• SOURCE PASSAGE:
For the Matcha Latte cookie, it was initially dead easy to keep pace with Kim’s colours and textures, though my matcha was not quite as bright green. Also I was tired and impatient to get baking after dinner, so I didn’t let my butter soften enough, so I had to crush butter bits with a fork for a while before they were soft enough to cream the spatula way. Still, I got there! I’ve added a video of my butter pucks above so you can see what I mean about their slightly curdled appearance, and I’m here to say that it doesn’t matter for cookies! Once it’s all creamed together, there’s nary a curdle in site! Once my butter warmed up, the mixture came together into a gorgeous green fluffy paste. The psyllium egg (video added!), too, incorporated beautifully.

• SHORT TASK 1:
Update the stretch of the matcha cookie passage from "For the Matcha" through "too, incorporated beautifully.", putting "wooden spoon" in place of "spatula".
• SHORT TASK 2:
According to the matcha cookie passage, what did the writer use a fork for?
• SHORT TASK 3:
List every ingredient named in the matcha cookie passage.
The material that follows isn't needed for anything here.

• DATASET EXCERPT:
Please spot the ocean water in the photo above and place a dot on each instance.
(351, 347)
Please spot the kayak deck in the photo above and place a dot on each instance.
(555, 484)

• FINISHED ANSWER 1:
For the Matcha Latte cookie, it was initially dead easy to keep pace with Kim’s colours and textures, though my matcha was not quite as bright green. Also I was tired and impatient to get baking after dinner, so I didn’t let my butter soften enough, so I had to crush butter bits with a fork for a while before they were soft enough to cream the wooden spoon way. Still, I got there! I’ve added a video of my butter pucks above so you can see what I mean about their slightly curdled appearance, and I’m here to say that it doesn’t matter for cookies! Once it’s all creamed together, there’s nary a curdle in site! Once my butter warmed up, the mixture came together into a gorgeous green fluffy paste. The psyllium egg (video added!), too, incorporated beautifully.

• FINISHED ANSWER 2:
To crush bits of butter until they were soft enough to cream.

• FINISHED ANSWER 3:
matcha, butter, psyllium egg